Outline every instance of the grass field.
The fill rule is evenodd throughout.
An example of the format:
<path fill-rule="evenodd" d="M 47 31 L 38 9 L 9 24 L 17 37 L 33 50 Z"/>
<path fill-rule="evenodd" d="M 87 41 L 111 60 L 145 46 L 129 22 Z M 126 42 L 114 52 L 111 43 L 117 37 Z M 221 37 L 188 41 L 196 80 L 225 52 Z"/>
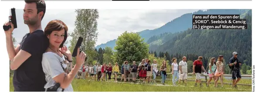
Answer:
<path fill-rule="evenodd" d="M 14 91 L 12 84 L 12 77 L 10 79 L 10 91 Z M 112 81 L 113 80 L 112 80 Z M 231 85 L 224 85 L 223 88 L 213 87 L 213 84 L 210 84 L 210 87 L 205 87 L 203 84 L 203 87 L 192 87 L 195 82 L 189 81 L 188 86 L 171 86 L 170 80 L 167 80 L 166 85 L 170 86 L 149 86 L 145 85 L 135 84 L 124 83 L 115 83 L 104 81 L 89 81 L 86 80 L 75 79 L 72 82 L 72 86 L 75 92 L 251 92 L 251 86 L 238 86 L 238 89 L 232 88 Z M 212 81 L 212 82 L 213 82 Z M 224 82 L 230 82 L 230 80 L 224 80 Z M 251 80 L 244 79 L 239 83 L 251 83 Z M 159 84 L 160 83 L 158 83 Z M 199 84 L 198 85 L 198 86 Z"/>

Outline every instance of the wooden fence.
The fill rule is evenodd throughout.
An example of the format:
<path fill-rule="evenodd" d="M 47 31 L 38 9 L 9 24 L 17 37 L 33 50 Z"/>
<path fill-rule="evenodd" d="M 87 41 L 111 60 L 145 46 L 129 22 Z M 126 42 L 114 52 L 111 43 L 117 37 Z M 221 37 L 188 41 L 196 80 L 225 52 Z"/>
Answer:
<path fill-rule="evenodd" d="M 171 75 L 172 74 L 171 73 L 167 73 L 166 74 L 167 75 Z M 112 74 L 112 75 L 113 75 L 113 74 Z M 121 75 L 121 73 L 118 73 L 118 75 Z M 195 75 L 195 74 L 193 74 L 193 73 L 188 73 L 188 76 L 193 76 L 193 75 Z M 137 74 L 137 75 L 138 75 L 138 74 Z M 158 76 L 160 76 L 160 75 L 159 74 Z M 241 75 L 242 77 L 252 77 L 252 75 Z M 130 77 L 131 76 L 131 74 Z M 207 84 L 207 77 L 209 77 L 209 76 L 208 75 L 204 75 L 203 74 L 201 74 L 201 76 L 204 76 L 205 77 L 205 80 L 201 80 L 201 83 L 205 83 L 206 84 Z M 231 74 L 224 74 L 223 75 L 224 77 L 232 77 L 232 75 Z M 153 75 L 152 75 L 152 77 L 153 77 Z M 130 78 L 132 78 L 132 77 L 130 77 Z M 114 78 L 113 78 L 112 79 L 114 79 Z M 120 79 L 121 77 L 117 77 L 117 79 Z M 127 78 L 126 78 L 126 79 L 128 79 Z M 130 78 L 130 79 L 132 79 L 132 78 Z M 136 79 L 136 80 L 139 80 L 139 79 Z M 151 79 L 151 80 L 153 80 L 152 79 Z M 172 80 L 172 79 L 166 79 L 165 80 Z M 162 81 L 162 80 L 156 80 L 156 81 Z M 195 80 L 188 80 L 188 81 L 194 81 L 195 82 Z M 184 82 L 184 81 L 183 81 Z M 213 83 L 213 82 L 210 82 L 210 83 Z M 218 83 L 220 84 L 220 83 Z M 227 85 L 232 85 L 232 83 L 224 83 L 223 84 L 227 84 Z M 252 84 L 244 84 L 244 83 L 237 83 L 237 85 L 242 85 L 242 86 L 252 86 Z"/>

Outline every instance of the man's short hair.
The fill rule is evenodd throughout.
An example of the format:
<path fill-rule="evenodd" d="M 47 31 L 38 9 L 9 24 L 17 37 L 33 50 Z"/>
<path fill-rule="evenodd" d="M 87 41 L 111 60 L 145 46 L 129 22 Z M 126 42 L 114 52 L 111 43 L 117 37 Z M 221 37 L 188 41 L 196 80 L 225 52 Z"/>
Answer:
<path fill-rule="evenodd" d="M 37 5 L 37 9 L 38 10 L 37 13 L 38 14 L 41 12 L 43 11 L 44 14 L 41 19 L 43 19 L 44 13 L 45 13 L 46 6 L 44 0 L 25 0 L 25 2 L 27 3 L 35 3 Z"/>
<path fill-rule="evenodd" d="M 202 56 L 199 56 L 198 57 L 198 59 L 203 59 L 203 57 L 202 57 Z"/>
<path fill-rule="evenodd" d="M 182 59 L 184 59 L 185 58 L 187 58 L 185 56 L 184 56 L 183 57 L 182 57 Z"/>

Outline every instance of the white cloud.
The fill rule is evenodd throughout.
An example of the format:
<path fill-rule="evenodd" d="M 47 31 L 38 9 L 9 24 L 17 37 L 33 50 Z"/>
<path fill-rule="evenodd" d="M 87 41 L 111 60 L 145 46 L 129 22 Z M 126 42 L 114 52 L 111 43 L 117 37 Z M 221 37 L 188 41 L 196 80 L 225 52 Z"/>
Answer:
<path fill-rule="evenodd" d="M 137 32 L 145 29 L 159 28 L 172 19 L 184 13 L 192 13 L 198 10 L 99 10 L 98 21 L 99 32 L 96 45 L 106 43 L 117 38 L 125 31 Z M 50 21 L 60 19 L 68 27 L 68 32 L 75 28 L 76 13 L 75 9 L 48 9 L 42 21 L 43 29 Z M 29 32 L 27 26 L 24 24 L 23 10 L 16 10 L 18 28 L 14 31 L 17 43 Z M 68 40 L 72 37 L 68 38 Z"/>

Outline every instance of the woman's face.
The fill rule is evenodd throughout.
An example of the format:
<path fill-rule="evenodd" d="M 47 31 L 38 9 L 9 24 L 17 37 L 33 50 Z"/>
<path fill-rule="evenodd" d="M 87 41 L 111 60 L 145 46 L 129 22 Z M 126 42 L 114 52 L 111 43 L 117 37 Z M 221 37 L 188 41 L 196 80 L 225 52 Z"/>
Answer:
<path fill-rule="evenodd" d="M 49 38 L 50 45 L 54 47 L 58 48 L 64 40 L 65 30 L 63 29 L 58 31 L 53 31 L 51 33 L 47 36 Z"/>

===

- [What the task requires]:
Convert every line from the start of the rows through the line containing "112 81 L 113", both included, into a JSON list of strings with one string per line. Skip blank lines and leave the picture out.

- [Final result]:
[
  "Outline every instance of the grass field.",
  "The fill rule is evenodd throughout.",
  "An example of the format:",
  "<path fill-rule=\"evenodd\" d=\"M 47 31 L 38 9 L 9 24 L 17 37 L 33 50 Z\"/>",
  "<path fill-rule=\"evenodd\" d=\"M 87 41 L 111 60 L 145 46 L 129 22 Z M 126 42 L 114 52 L 111 43 L 117 37 Z M 221 37 L 188 41 L 196 80 L 225 52 Z\"/>",
  "Answer:",
  "<path fill-rule=\"evenodd\" d=\"M 14 91 L 12 84 L 12 77 L 10 79 L 10 91 Z M 112 81 L 113 80 L 112 80 Z M 231 85 L 224 85 L 223 88 L 213 87 L 213 84 L 210 84 L 210 87 L 205 87 L 203 84 L 203 87 L 192 87 L 195 82 L 189 81 L 188 86 L 171 86 L 170 80 L 167 80 L 166 85 L 170 86 L 149 86 L 145 85 L 135 84 L 124 83 L 115 83 L 104 81 L 89 81 L 86 80 L 75 79 L 72 82 L 72 86 L 75 92 L 251 92 L 251 86 L 238 86 L 238 89 L 232 88 Z M 212 81 L 212 82 L 213 82 Z M 224 82 L 230 82 L 230 80 L 224 80 Z M 251 80 L 244 79 L 239 83 L 251 83 Z M 159 84 L 160 83 L 158 83 Z M 199 84 L 198 85 L 198 86 Z\"/>"
]